ACTIVITY:
Exact copies of all the entries are required.

Point localization data:

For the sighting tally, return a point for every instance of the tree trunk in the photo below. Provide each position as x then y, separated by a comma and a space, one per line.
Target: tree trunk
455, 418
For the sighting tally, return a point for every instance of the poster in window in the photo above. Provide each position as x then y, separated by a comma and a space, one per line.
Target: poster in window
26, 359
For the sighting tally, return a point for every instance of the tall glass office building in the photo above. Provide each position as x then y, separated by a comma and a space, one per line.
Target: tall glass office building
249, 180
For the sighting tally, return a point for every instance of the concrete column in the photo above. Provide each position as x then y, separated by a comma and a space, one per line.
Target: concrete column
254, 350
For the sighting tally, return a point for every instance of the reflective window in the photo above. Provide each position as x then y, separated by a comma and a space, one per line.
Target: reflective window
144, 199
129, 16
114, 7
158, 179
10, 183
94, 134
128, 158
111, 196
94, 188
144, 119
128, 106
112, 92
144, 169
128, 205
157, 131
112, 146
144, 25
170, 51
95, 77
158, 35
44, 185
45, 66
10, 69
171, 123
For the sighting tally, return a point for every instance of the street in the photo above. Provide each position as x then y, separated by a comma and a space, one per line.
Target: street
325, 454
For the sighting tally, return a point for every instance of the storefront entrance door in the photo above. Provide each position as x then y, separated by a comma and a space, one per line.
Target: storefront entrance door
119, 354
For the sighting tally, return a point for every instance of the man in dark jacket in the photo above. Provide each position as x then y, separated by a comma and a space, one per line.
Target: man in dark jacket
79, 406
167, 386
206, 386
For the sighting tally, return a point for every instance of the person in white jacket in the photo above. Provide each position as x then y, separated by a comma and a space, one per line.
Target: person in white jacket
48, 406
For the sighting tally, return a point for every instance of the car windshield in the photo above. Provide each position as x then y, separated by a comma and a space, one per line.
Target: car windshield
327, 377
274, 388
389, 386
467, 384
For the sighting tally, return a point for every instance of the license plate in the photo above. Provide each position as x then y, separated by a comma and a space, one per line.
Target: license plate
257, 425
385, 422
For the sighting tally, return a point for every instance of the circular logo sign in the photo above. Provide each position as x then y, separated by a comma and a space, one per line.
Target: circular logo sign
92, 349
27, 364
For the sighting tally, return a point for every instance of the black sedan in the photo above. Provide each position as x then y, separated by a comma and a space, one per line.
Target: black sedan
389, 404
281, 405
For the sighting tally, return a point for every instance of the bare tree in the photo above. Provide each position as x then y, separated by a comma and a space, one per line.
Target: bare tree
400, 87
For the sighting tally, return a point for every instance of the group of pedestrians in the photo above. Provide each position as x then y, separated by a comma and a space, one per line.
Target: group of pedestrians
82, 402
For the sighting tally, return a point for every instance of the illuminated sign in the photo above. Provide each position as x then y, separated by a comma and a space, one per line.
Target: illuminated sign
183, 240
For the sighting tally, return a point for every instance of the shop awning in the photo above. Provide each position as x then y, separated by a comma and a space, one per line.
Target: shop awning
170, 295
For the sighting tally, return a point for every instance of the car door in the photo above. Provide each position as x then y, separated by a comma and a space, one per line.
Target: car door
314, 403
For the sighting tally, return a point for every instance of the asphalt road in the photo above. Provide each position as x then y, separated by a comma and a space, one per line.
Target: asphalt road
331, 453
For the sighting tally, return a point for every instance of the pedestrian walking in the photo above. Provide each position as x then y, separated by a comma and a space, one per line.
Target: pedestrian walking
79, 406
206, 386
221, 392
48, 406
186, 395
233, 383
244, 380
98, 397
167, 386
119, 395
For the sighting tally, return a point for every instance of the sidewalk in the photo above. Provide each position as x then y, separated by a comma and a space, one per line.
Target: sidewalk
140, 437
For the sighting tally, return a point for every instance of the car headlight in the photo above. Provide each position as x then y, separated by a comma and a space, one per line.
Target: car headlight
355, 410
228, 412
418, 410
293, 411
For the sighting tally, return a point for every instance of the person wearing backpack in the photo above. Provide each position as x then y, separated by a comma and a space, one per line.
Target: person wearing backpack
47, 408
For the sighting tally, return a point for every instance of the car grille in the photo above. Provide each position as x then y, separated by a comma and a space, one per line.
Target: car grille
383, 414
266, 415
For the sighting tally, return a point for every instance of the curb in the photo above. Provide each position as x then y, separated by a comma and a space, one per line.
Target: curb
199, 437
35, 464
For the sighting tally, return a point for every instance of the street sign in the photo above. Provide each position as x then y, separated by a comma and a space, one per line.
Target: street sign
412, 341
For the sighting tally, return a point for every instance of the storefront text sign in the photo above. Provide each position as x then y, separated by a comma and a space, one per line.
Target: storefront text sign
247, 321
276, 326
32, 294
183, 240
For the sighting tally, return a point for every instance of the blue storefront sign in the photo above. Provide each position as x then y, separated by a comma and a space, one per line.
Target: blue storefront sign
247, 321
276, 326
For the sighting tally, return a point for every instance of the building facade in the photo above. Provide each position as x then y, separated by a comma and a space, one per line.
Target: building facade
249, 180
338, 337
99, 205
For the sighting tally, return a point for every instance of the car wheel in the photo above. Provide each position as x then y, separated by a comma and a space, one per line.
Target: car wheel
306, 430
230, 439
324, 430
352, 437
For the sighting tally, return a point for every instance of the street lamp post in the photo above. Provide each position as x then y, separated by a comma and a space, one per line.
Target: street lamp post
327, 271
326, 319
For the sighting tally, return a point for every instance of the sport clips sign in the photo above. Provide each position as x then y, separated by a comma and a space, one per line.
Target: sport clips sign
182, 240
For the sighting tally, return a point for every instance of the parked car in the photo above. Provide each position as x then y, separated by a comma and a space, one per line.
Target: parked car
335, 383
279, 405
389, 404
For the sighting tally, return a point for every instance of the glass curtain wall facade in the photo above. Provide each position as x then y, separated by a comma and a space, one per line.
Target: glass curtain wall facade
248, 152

EXERCISE RESULT:
For the sighting tally, return a point for every instance of the tree trunk in the photo below. Provide each position as x then y, separated by a comma and a space, one per line.
Target: tree trunk
455, 418
For the sighting tally, return a point for every instance of the poster in window in the photo above. Provide each position as x then y, separated by a comma and a space, one per line.
Target: poster in window
26, 359
For the sighting tally, return a point for every instance of the tall glass office building in the photo above. Provide each position as x then y, separated by a comma and a space, one per line.
Target: tall glass office building
249, 180
For the sighting tally, return a point for every instance of the concrete column in the photo above. Provide each position as x then y, separated by a comma and a space, one per line.
Target: concrete column
254, 350
For the sighting tally, return a point for every instance of the reflective window in the photo above. Provide each position as x then y, separated by a comma and a space, one per line.
Target: reflective window
144, 199
129, 16
114, 7
158, 179
10, 183
94, 134
128, 158
111, 196
94, 188
144, 119
128, 106
112, 92
144, 169
128, 205
157, 131
112, 146
144, 25
170, 51
95, 77
158, 35
44, 185
45, 66
10, 69
171, 123
For the sighting tally, return a point for every instance of the street in the photo above. Provide each position as x then y, separated by a comma and a space, one per line.
Target: street
325, 454
For the sighting tally, return a point for every instance of the storefront entrance door in the photo above. Provide each position as x then y, separated by a comma and a space, one per line.
Target: storefront entrance door
119, 354
For the sighting tally, return a point for every instance of the man in dark jacket in the photo above. Provide each position as x then y, separated by a comma and a space, one per line.
Target: man in dark jacket
79, 406
167, 386
206, 386
For the sighting tally, return a point for every instance of the person in white jacket in the photo above. Provide each position as x then y, separated by a comma and a space, one per line.
Target: person in white jacket
48, 406
For the sighting tally, return a point for every instance of the car windshield in the photo above. Provide each position as x then y, separated by a comma and a space, one per line.
Target: car windshield
327, 377
274, 388
389, 386
467, 384
For the sighting tally, return a point for every instance of the license plate in the photo above. Provide each position as x then y, separated by a comma and a space, one per line.
Target: license plate
257, 425
385, 422
For the sighting tally, return a point for every instance of the circular logo sign in the photo above. Provide each position as x then y, separated by a comma and a space, one per line.
Target: circular logo sign
92, 349
27, 364
For the sighting tally, return a point for every instance of the black sedan in the photo above. Provide each position as x then y, separated by a comma and a space, one per line.
Target: black sedan
389, 404
281, 405
For the sighting tally, return a point for every instance of the bare tree in the photo above. Provide each position as x then y, separated by a comma and a space, one per line.
Target: bare tree
400, 87
For the sighting tally, return a point for every instance of the group of pedestrians in the photo above. Provide each position as x then y, separated by a comma and a space, one per line.
Target: group of pedestrians
82, 402
For the sighting tally, return a point for every instance of the illuminated sign in the photo above. Provide each position as x then y, separated by a comma and a space, one per line.
Target: illuminated sign
183, 240
For the sighting tally, return a point for every instance of the shop awning in the photo above. Provide each position as x then y, separated by a comma and a space, one per line.
Target: shop awning
170, 295
For the sighting tally, return a point for every instance of the car door in the photo above. Provide each position as x then y, separated by a comma and a space, one per line.
Target: car door
314, 403
For the sighting tally, return a point for every instance of the asphalt road in the photo above. Provide each position as x then y, separated by a comma and a space, one per line.
Target: asphalt road
331, 453
For the sighting tally, return a point for every instance of the pedestrian walking in the photo above. Provide each position as x then y, separated by a comma and a space, one per line.
Target: pedestrian walking
79, 406
206, 386
221, 392
48, 406
186, 395
233, 383
244, 380
98, 397
167, 386
119, 395
For the sighting tally, return a point for every instance of the sidewalk in the photo above. Provide each position as x then y, separated by a comma and a space, one per line.
Target: sidewalk
140, 437
For the sighting tally, return a point for every instance of the car headlight in the photo above. Provide each position as x then y, separated by a comma and a space, one per line.
Target: car headlight
355, 410
228, 412
418, 410
293, 411
For the sighting tally, return a point for every instance of the person wearing backpack in the photo above. Provide each position as x then y, separated by a comma and a space, one per line.
Target: person wearing backpack
47, 408
For the sighting tally, return a point for every instance of the car grille in the photo above. Provide each position as x then y, separated by a comma and a space, one per line.
Target: car grille
383, 414
266, 415
For the sighting tally, return a point for every instance of the curb in the photo above. Provide each position as x then y, separated by a comma and a space, one per line.
Target: curb
199, 437
35, 464
For the sighting tally, return a point for every instance of the street sign in the photo above. Provide each position as x then y, separated by a comma and a space, one per line.
Target: street sign
412, 341
For the sighting tally, return a point for every instance of the storefront text sign in the photo above. Provide each position as x then y, separated by a comma and a space, one per line.
Target: storefront text sign
247, 321
276, 326
32, 294
183, 240
For the sighting tally, return a point for every instance of the blue storefront sign in the photo above. Provide each position as x then y, separated by a comma and a space, one per line.
Target: blue storefront sign
247, 321
276, 326
For the sighting tally, return a point for every instance of the building facade in the photo above. Provide each position as x then y, separated by a comma and a space, one per line.
Target: building facade
249, 180
338, 337
99, 205
For the sighting tally, return a point for every instance of the car wheel in the photo above. Provide each position as x then y, separated by a comma and a space, one per line.
Target: car wheel
306, 430
230, 439
324, 430
352, 437
For the sighting tally, return a point for every instance of the street lamp post in the photo above. Provide each position as x then y, separated by a comma and a space, one per line.
Target: street lamp post
327, 271
326, 319
For the sighting tally, return a point for every instance of the sport clips sign in the photo above. Provide each position as x then y, separated by a comma and a space, one per line.
Target: sport clips sign
182, 240
For the sighting tally, return a point for every instance of the parked car in the photo above. Provide each position as x then y, separated by a comma and a space, one per line.
Target: parked car
335, 383
279, 405
389, 404
For the sighting tally, return a point for every instance of the glass curtain wall facade in the photo above. Provide each position as x then y, separated by a comma and a space, one per line.
Target: glass curtain wall facade
248, 152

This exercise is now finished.